**Prompt:** Copy exactly, and only, the lines that start at the line containing "Pick out the smiling mouth, placing" and end at the last line of the material below.

**Given data:**
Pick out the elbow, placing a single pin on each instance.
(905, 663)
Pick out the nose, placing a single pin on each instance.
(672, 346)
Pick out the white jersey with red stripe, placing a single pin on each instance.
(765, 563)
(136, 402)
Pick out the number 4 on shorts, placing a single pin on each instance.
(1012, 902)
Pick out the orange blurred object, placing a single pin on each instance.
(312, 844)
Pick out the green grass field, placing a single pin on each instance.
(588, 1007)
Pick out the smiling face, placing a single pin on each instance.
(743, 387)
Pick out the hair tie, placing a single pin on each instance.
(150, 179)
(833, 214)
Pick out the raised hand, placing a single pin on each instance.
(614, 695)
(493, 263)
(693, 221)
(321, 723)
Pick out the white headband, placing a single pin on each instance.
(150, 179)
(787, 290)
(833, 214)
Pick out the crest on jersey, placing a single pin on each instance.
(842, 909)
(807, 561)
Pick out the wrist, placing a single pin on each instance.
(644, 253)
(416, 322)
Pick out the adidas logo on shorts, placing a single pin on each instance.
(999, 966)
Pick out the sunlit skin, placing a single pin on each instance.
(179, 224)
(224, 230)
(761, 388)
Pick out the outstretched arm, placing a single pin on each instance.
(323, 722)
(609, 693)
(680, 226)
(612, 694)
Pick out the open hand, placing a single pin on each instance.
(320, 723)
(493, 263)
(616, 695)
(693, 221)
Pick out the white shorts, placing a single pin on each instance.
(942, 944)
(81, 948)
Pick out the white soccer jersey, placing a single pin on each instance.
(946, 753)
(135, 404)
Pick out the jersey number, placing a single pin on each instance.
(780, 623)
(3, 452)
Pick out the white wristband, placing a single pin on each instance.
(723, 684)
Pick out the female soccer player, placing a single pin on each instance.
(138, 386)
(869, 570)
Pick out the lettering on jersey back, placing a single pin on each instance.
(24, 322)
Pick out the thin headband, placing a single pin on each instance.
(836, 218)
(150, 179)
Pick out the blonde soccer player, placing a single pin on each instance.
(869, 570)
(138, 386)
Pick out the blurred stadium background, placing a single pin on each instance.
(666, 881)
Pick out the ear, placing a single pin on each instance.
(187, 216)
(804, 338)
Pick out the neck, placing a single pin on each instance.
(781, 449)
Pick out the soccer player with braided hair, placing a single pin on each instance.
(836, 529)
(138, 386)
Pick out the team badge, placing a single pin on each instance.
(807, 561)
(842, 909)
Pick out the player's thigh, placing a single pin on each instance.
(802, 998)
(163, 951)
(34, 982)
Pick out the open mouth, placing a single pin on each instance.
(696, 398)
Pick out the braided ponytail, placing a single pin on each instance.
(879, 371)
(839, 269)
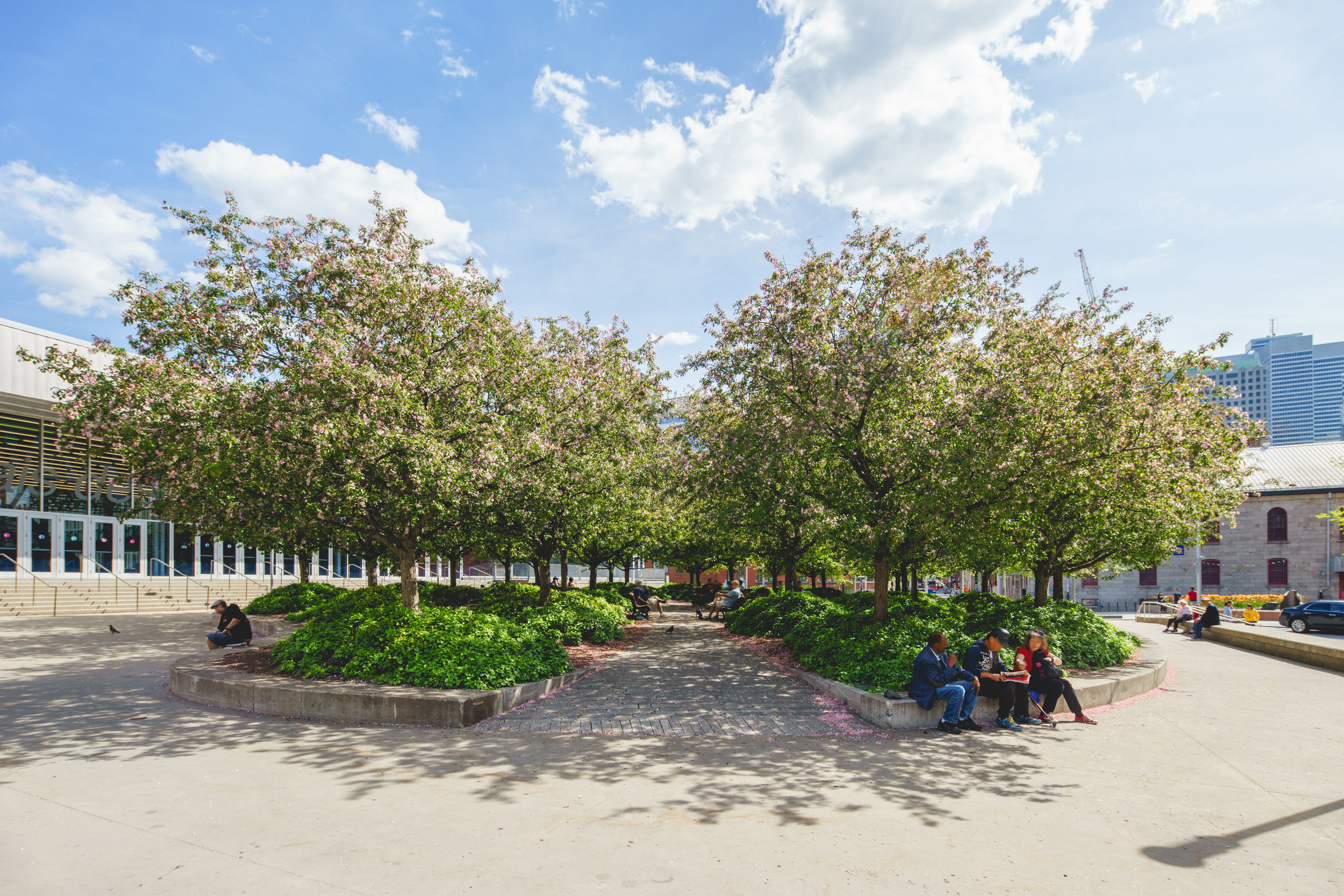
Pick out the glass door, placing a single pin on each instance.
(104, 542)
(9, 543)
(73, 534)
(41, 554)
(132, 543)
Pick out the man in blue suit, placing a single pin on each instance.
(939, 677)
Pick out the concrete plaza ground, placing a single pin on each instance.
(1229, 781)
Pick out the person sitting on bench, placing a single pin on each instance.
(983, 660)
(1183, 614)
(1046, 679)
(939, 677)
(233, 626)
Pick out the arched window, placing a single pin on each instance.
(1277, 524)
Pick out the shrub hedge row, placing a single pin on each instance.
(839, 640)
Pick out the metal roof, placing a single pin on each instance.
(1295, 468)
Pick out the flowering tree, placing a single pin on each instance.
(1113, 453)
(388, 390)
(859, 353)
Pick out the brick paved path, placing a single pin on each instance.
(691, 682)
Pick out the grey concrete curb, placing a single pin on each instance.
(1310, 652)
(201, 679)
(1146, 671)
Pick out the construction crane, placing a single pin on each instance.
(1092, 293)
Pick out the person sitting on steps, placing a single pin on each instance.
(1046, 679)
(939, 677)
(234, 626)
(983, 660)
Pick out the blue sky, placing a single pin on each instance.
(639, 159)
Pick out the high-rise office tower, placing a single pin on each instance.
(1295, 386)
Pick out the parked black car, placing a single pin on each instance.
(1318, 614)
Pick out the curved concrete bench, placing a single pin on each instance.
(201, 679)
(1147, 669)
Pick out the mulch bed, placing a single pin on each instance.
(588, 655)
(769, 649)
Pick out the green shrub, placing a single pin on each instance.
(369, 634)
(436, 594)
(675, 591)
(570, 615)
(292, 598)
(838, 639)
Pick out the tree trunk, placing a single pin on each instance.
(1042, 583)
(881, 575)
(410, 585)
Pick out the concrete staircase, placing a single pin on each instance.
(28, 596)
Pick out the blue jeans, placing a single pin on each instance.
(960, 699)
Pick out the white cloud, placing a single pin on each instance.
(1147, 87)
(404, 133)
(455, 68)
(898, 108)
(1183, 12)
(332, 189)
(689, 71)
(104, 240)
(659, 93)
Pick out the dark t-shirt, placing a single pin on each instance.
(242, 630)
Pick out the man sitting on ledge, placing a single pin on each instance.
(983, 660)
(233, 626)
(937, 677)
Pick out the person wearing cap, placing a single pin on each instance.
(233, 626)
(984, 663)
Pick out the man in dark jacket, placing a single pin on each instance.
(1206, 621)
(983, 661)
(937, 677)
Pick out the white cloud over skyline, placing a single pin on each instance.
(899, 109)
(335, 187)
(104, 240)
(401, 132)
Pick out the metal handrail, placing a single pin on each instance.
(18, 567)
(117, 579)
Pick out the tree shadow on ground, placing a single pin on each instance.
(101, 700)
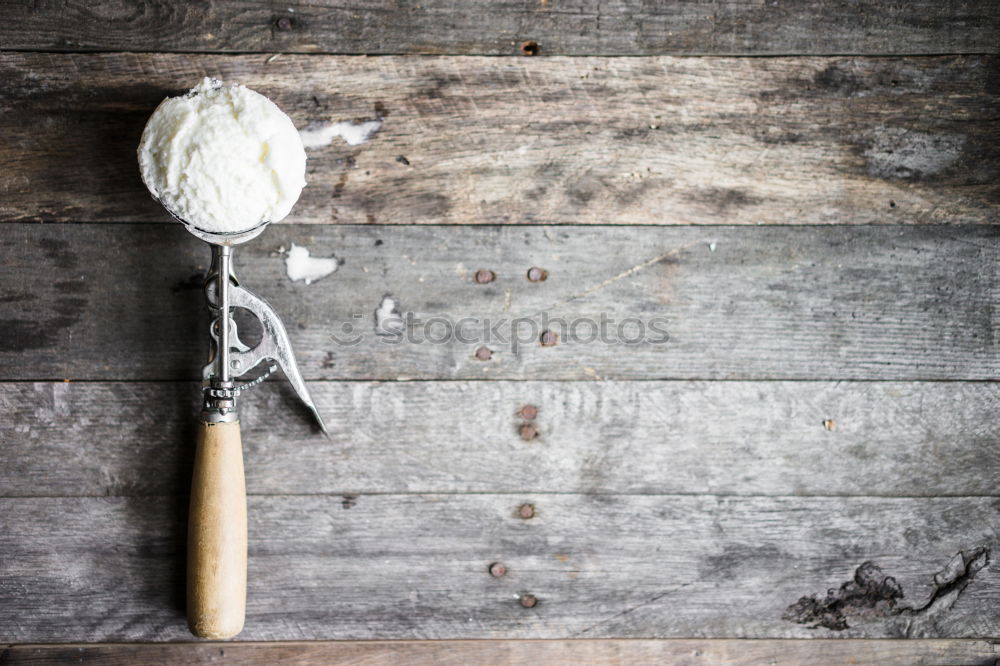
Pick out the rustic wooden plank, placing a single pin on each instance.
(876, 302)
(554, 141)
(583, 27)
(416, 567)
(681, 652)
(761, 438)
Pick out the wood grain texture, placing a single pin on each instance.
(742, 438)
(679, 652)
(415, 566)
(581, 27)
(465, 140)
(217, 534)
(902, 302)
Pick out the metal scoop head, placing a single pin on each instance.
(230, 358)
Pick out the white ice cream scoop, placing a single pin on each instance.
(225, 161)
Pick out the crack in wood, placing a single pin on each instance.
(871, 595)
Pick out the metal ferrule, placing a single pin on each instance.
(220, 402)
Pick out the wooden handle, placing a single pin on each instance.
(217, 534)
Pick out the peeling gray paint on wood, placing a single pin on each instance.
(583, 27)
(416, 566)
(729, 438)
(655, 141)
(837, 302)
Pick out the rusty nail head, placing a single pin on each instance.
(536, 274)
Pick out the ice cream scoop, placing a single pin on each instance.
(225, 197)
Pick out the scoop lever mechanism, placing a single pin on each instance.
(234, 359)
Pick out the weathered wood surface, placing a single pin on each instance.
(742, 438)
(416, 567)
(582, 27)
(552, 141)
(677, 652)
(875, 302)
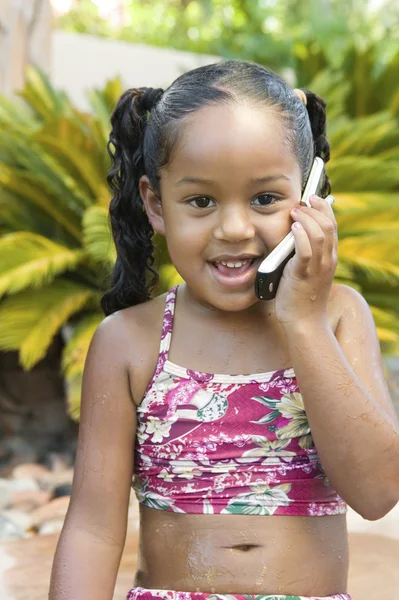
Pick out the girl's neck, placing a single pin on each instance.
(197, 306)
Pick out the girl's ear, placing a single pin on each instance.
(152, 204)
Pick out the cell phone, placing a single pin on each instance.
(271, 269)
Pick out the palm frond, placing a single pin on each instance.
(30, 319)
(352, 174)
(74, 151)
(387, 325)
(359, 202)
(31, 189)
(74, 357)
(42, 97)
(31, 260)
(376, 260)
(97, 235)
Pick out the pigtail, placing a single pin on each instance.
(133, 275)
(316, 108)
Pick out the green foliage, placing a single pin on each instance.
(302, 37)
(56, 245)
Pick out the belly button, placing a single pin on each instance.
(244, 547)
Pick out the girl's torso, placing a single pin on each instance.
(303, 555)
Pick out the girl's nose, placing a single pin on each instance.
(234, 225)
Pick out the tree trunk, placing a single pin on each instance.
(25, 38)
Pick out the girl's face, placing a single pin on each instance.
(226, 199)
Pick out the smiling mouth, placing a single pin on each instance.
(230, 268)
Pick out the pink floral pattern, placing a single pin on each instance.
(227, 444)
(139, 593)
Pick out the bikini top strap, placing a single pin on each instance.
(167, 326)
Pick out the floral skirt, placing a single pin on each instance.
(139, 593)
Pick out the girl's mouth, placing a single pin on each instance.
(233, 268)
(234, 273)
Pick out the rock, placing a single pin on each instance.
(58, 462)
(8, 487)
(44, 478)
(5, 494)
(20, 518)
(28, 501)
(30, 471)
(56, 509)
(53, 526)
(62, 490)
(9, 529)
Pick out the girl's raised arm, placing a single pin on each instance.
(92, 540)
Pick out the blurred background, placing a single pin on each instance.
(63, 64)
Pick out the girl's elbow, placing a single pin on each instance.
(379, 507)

**Written answer:**
Pick out the smiling mouth, placing a single pin on each instance.
(230, 268)
Pick out the pink floral pattern, placing a single pin on each instance.
(227, 444)
(139, 593)
Pick out the bikini top strap, placing a single pin on each instance.
(167, 326)
Pick out the floral skirt, placing a single pin on each instance.
(139, 593)
Pick out the girl's mouth, placing a single pin on each instance.
(233, 268)
(234, 273)
Pick out the rock, placing a single pin on each instance.
(58, 462)
(8, 487)
(44, 478)
(5, 494)
(20, 518)
(28, 501)
(30, 471)
(56, 509)
(53, 526)
(62, 490)
(9, 529)
Pick out the girl's raised arm, placing a single pin on each instance.
(92, 540)
Pick out the blurred background, placing a single pin on each instance.
(63, 64)
Pick out the girl's elbow, placing a single pin on each instance.
(379, 507)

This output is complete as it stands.